Drop the pictures from the entries below, then reproduce the rest exactly.

===== Data to use =====

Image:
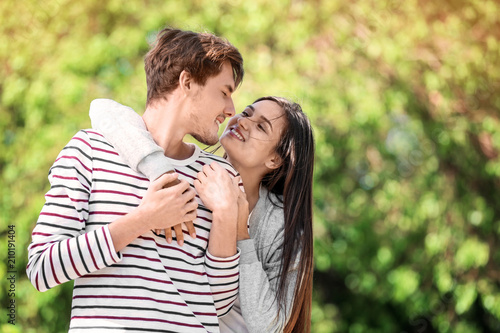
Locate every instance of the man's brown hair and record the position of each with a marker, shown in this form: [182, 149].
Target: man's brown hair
[200, 54]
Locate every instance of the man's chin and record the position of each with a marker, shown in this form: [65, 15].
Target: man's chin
[206, 140]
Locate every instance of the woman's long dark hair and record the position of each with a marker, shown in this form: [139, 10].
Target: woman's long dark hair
[292, 182]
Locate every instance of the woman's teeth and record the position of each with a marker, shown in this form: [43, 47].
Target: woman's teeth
[238, 135]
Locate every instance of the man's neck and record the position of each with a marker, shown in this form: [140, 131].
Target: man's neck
[164, 122]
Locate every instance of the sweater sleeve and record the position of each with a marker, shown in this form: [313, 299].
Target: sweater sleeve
[259, 282]
[62, 249]
[126, 131]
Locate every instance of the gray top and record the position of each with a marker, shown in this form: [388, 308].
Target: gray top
[260, 255]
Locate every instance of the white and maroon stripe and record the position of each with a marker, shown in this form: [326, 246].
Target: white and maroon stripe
[151, 286]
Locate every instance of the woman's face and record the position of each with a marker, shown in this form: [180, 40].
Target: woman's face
[251, 136]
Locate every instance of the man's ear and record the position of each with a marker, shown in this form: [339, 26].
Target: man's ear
[185, 81]
[274, 162]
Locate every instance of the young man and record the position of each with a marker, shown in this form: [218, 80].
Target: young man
[95, 227]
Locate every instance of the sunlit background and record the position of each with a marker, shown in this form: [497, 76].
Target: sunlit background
[404, 97]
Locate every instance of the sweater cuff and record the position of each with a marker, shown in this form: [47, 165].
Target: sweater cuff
[109, 250]
[223, 263]
[248, 253]
[154, 165]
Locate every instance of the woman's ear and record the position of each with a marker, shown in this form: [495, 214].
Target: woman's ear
[274, 162]
[185, 82]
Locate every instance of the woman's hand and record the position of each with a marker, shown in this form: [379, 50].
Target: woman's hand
[216, 188]
[243, 213]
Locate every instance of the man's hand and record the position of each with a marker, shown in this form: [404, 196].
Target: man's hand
[165, 207]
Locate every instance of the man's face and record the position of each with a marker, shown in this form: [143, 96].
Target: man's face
[211, 105]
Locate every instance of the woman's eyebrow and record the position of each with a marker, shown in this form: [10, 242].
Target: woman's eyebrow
[267, 121]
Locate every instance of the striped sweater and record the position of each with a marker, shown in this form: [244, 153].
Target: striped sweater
[149, 286]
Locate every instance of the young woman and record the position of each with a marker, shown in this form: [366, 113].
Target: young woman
[271, 145]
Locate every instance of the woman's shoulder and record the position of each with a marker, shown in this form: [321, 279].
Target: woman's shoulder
[269, 211]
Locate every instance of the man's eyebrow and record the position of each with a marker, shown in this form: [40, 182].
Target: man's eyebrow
[267, 121]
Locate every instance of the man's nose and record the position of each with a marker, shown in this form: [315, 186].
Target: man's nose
[229, 110]
[243, 122]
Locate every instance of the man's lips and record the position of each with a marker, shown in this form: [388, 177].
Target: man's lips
[219, 120]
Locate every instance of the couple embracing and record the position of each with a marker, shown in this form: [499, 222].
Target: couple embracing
[160, 236]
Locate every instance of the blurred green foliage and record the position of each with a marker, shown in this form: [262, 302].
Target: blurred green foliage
[404, 97]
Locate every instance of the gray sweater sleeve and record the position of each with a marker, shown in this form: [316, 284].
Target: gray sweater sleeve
[126, 131]
[260, 263]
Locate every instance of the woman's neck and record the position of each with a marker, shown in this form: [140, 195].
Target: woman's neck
[251, 183]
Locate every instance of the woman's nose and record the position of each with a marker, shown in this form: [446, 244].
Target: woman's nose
[243, 122]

=====

## Output below
Image:
Locate every instance of the man's brown hair and record the position of each with a marker, shown in this form: [182, 149].
Target: man's brown hair
[200, 54]
Locate every instance of the man's chin and record the position of each with a marker, shown in this form: [65, 15].
Target: man's chin
[206, 140]
Locate every instance of the woman's long dark hair and record the position of each with a marker, shown in this form: [139, 10].
Target: woman's long dark hair
[292, 182]
Locate every instance of the woman's teeth and record the position of each with a marker, shown in this form: [43, 47].
Target: woman's teeth
[238, 135]
Locate every instance of the man's neck and record the position of each with a marker, shown in this form: [140, 131].
Target: man's neck
[164, 122]
Locate every instance of the sweater sleeve and record the position of each with a marker, shown in this form: [313, 299].
Target: sweater sleeve
[259, 282]
[62, 249]
[126, 131]
Locate every instance of the gray top and record the position of each with a marker, shown in this form: [388, 308].
Target: gray top
[260, 255]
Locate every instance of the white and maroon stripe and record the position of each with a marker, shown in this form: [326, 246].
Target: white and maroon stripe
[151, 286]
Locate every instance of the woman's face and record the position of each with a marker, shown in this form: [180, 40].
Target: woman's face
[251, 136]
Locate every instance of the man's ear and record the position of each with a marker, shown in this form: [339, 26].
Target: man's ear
[185, 81]
[274, 162]
Locate every instance of the young man and record the position of each with a marker, shown in this form: [218, 80].
Target: young man
[95, 227]
Locate every instance of the sunlit background and record the position of each with a marker, shown in this form: [497, 76].
Target: sunlit background
[404, 97]
Locate every instance of the sweater cuff and record the position of each with a marker, shown in this form: [47, 165].
Target: sweater cuff
[109, 250]
[223, 263]
[248, 253]
[154, 165]
Locate every instance of the woman's ear and record the position of each with a marker, shown in this form: [495, 214].
Target: woman's ear
[274, 162]
[185, 82]
Locate every instance of the woman's hand and record the position of each with a marker, shown in this form: [379, 50].
Target: woman's hand
[216, 188]
[243, 213]
Locate every instance of the man's hand and record the position of each with a marker, shown in this form: [404, 196].
Target: man's hand
[165, 207]
Locate every instance of the man's face and record the position of each with a marker, shown in this form: [143, 96].
Target: man's face
[211, 105]
Locate every instance of the woman's eyebrow and record the position of each with a marker, shown in this form: [10, 242].
Target: woman's eyebrow
[267, 121]
Locate every instance of the striped sweater and record the position of each with a marker, shown in this form: [244, 153].
Target: striped sweater
[149, 286]
Locate every instance of the young woman and record the position of each with a marker, shown in this form: [366, 113].
Target: young woman
[271, 145]
Locate every instance of the woman's shoulder and record the position of each with a marker, shown in this form: [321, 279].
Target: woman's shoulder
[269, 211]
Locate every instance of the man's eyebrow and record the position of each with a marker, shown in this form: [40, 182].
Target: man's eyebrow
[267, 121]
Locate every instance of the man's nose and record the position of each with a marker, shown in this form: [315, 186].
Target: man's nose
[229, 110]
[243, 122]
Locate every instance of the man's lips and record the position of each with a marker, shown in this form: [388, 177].
Target: man's lips
[219, 120]
Locate every instance of the couple embracing and record the position of each with a marker, shown in this form: [499, 222].
Target: couple embracing
[160, 236]
Locate every instance of the blurred green foliage and record the position of each with a marker, shown in this form: [262, 302].
Target: blurred green foliage
[404, 97]
Locate every instance of the gray sweater sleeve and record the position of each with a marker, shown in this form: [316, 284].
Target: gray sweater sleeve
[126, 131]
[260, 263]
Locate every instance of the woman's neck and record the position of each with a marker, shown in this form: [140, 195].
Target: woman's neck
[251, 183]
Locate every instance of the woman's nose and record the position of each with a marker, shown in this form: [446, 244].
Target: woman's nose
[243, 122]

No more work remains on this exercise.